* PAGE EXCERPT:

## Start

2. Drivers Behind the Market Collapse: Ironically, successful efforts by utilities to undermine California's retail market, a necessary requirement if wholesale electricity competition was to work, has left them facing bankruptcy serving the millions of customers they successfully captured. Additional short-sighted actions contributing to the crisis:

  • Natural gas deregulation in 1992-93 eliminated incentives to store natural gas in back-up reservoirs, adding to the recent run-up in natural gas prices.
  • Utilities abandoned approximately 2,000 MW of energy efficiency efforts California - enough power to supply two million homes. If implemented, the efficiency savings could have helped prevent blackouts, ameliorated price spikes, and provide the conditions for California green power choice.
  • Almost 1400 MW of renewable and cogeneration capacity (684 MW Edison, 246 MW PG&E, 451 MW SDG&E) was to be acquired through an auction that was bid but never purchased because the utilities petitioned the FERC to kill the auction as discriminatory against other power generators. Edison claimed that it did not need power until 2004 one month before it cancelled the conservation on which that forecast was based (see second bullet below). California spent $90 million of ratepayer money in AB 1890 (the state restructuring bill) to offset liability costs incurred by the utilities for killing these contracts and didn't get a single kilowatt-hour.

## End

* DIRECTION A:
In the excerpt on California's electricity market, how much ratepayer money did California spend in AB 1890 to offset the utilities' liability costs for killing the contracts?
* DIRECTION B:
Render this sentence from the excerpt on California's electricity market in Spanish: "Natural gas deregulation in 1992-93 eliminated incentives to store natural gas in back-up reservoirs, adding to the recent run-up in natural gas prices."
* DIRECTION C:
Extract the stretch from "2. Drivers Behind" through "green power choice." in the excerpt on California's electricity market, word for word.
The listing after this excerpt is not needed for any of the work.

* RECORDED INFORMATION:

## Start

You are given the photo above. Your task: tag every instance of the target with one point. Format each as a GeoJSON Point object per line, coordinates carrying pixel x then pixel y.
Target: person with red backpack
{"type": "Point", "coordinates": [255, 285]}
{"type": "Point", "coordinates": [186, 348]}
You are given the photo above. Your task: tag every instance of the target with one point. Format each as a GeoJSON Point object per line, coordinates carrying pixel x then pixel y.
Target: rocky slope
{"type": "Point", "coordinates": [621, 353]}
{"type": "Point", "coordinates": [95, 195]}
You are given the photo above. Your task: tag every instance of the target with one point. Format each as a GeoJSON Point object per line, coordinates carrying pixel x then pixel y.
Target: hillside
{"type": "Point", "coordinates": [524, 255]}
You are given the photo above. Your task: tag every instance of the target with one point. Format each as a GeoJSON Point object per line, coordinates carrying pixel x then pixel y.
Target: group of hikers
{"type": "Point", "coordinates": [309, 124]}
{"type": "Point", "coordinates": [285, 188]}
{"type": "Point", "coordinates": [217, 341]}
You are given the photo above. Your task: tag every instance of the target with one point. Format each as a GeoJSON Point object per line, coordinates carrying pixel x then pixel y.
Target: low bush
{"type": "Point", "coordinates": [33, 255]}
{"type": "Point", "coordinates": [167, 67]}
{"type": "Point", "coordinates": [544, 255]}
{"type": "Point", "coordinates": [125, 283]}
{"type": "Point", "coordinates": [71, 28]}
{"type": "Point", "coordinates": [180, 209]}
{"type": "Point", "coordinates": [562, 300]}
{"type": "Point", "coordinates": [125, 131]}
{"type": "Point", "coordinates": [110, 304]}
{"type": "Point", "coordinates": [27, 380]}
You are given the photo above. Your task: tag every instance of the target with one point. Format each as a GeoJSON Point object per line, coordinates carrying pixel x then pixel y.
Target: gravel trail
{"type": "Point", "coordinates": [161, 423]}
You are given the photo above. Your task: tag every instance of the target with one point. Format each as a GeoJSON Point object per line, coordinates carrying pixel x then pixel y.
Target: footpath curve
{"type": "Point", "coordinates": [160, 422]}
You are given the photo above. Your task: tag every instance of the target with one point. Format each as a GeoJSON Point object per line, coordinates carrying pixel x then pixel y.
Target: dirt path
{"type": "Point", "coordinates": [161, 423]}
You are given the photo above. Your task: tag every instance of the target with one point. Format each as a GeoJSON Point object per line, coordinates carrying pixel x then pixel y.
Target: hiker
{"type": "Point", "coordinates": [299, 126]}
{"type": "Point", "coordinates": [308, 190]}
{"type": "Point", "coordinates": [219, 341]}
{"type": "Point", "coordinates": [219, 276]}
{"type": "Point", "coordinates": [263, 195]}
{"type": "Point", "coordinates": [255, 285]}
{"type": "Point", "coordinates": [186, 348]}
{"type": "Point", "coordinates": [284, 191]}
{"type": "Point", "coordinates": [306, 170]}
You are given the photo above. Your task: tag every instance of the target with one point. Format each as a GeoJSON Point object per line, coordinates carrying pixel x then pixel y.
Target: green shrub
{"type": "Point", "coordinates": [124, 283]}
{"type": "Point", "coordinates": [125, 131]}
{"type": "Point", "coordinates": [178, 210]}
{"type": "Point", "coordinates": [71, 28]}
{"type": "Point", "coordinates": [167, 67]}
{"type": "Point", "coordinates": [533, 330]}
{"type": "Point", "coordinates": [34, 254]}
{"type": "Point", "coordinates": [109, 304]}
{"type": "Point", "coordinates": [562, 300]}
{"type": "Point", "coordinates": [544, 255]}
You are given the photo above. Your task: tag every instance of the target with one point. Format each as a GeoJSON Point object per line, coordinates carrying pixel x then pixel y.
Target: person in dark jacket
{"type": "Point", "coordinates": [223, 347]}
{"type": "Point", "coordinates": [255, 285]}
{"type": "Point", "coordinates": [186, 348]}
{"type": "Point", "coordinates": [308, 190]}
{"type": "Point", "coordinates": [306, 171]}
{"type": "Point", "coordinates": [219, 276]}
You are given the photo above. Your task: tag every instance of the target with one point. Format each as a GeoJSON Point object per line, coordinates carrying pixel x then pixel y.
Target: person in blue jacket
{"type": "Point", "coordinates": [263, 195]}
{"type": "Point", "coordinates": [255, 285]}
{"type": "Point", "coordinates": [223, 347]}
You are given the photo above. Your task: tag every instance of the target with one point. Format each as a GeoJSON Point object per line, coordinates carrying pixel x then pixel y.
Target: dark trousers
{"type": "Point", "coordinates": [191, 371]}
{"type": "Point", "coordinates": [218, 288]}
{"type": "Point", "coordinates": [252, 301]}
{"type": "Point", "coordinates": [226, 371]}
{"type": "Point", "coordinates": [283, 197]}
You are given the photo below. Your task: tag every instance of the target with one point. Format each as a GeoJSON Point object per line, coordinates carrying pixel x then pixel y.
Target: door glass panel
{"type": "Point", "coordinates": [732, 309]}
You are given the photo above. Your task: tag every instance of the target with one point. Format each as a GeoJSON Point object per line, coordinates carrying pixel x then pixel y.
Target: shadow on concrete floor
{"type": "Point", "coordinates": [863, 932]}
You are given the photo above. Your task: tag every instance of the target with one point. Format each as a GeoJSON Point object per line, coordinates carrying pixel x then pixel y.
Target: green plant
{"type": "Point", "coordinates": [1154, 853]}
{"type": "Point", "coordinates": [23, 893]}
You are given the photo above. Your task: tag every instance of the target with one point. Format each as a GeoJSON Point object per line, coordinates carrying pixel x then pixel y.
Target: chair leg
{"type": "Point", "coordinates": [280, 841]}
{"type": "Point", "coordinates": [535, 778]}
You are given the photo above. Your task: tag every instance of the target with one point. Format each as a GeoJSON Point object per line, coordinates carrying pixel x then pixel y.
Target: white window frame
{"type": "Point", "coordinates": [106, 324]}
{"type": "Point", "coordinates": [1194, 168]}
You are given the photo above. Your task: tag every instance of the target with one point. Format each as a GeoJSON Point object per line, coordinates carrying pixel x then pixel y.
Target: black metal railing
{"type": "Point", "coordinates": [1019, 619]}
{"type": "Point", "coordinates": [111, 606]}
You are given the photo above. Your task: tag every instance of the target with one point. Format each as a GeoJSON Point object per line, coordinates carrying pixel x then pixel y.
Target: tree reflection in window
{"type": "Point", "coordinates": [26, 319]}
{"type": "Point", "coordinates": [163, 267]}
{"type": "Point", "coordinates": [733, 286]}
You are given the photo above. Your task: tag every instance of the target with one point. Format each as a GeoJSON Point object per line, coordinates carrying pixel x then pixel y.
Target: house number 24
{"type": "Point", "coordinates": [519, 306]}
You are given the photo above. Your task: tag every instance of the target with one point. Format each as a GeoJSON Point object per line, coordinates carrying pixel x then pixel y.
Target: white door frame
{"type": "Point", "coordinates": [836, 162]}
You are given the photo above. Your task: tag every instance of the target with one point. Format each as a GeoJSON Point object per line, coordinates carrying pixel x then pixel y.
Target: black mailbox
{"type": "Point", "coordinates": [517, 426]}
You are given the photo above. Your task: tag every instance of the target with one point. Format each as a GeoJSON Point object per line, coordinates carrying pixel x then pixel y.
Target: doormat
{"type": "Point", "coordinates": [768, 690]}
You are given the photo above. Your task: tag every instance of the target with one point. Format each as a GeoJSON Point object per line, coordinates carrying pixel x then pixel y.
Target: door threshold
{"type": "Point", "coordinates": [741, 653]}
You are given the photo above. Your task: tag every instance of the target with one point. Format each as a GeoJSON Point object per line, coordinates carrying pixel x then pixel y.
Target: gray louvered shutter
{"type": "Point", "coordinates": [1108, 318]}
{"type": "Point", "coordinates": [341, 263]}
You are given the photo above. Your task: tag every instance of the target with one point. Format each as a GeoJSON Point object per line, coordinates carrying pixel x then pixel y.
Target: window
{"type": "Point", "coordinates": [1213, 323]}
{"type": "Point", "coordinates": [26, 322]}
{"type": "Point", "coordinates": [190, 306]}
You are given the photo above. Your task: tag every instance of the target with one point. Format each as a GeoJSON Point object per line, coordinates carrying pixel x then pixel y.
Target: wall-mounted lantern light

## End

* PROBLEM SOLUTION A:
California spent $90 million of ratepayer money.

* PROBLEM SOLUTION B:
La desregulación del gas natural en 1992-93 eliminó los incentivos para almacenar gas natural en depósitos de reserva, lo que contribuyó al reciente aumento de los precios del gas natural.

* PROBLEM SOLUTION C:
2. Drivers Behind the Market Collapse: Ironically, successful efforts by utilities to undermine California's retail market, a necessary requirement if wholesale electricity competition was to work, has left them facing bankruptcy serving the millions of customers they successfully captured. Additional short-sighted actions contributing to the crisis:

  • Natural gas deregulation in 1992-93 eliminated incentives to store natural gas in back-up reservoirs, adding to the recent run-up in natural gas prices.
  • Utilities abandoned approximately 2,000 MW of energy efficiency efforts California - enough power to supply two million homes. If implemented, the efficiency savings could have helped prevent blackouts, ameliorated price spikes, and provide the conditions for California green power choice.